> _EXERCISE DETAILS_
Exactly and only the lines from the one with "of the juicer" through the end of the listing are to be transcribed, both ends included.

> _GIVEN DATA_
Start of Block

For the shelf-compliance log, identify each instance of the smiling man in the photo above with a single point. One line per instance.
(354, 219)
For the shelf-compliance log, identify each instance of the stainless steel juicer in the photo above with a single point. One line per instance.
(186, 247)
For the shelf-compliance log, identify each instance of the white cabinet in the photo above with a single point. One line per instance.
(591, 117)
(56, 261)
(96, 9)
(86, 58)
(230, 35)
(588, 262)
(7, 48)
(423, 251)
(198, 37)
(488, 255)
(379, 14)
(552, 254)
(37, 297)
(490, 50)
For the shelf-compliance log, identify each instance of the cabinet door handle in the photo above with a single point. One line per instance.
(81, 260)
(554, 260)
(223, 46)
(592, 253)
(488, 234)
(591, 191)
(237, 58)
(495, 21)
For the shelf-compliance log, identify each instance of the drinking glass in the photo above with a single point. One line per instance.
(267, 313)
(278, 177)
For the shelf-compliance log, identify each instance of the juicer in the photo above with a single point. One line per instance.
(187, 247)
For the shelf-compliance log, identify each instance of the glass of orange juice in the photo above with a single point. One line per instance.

End of Block

> _WRITTEN ANSWER_
For the shelf-compliance log, identify each instance of the juicer in the photo above with a single point. One line per instance.
(187, 247)
For the shelf-compliance log, identify each instance of the glass of orange juice in the photo above with a single point. One line per instance.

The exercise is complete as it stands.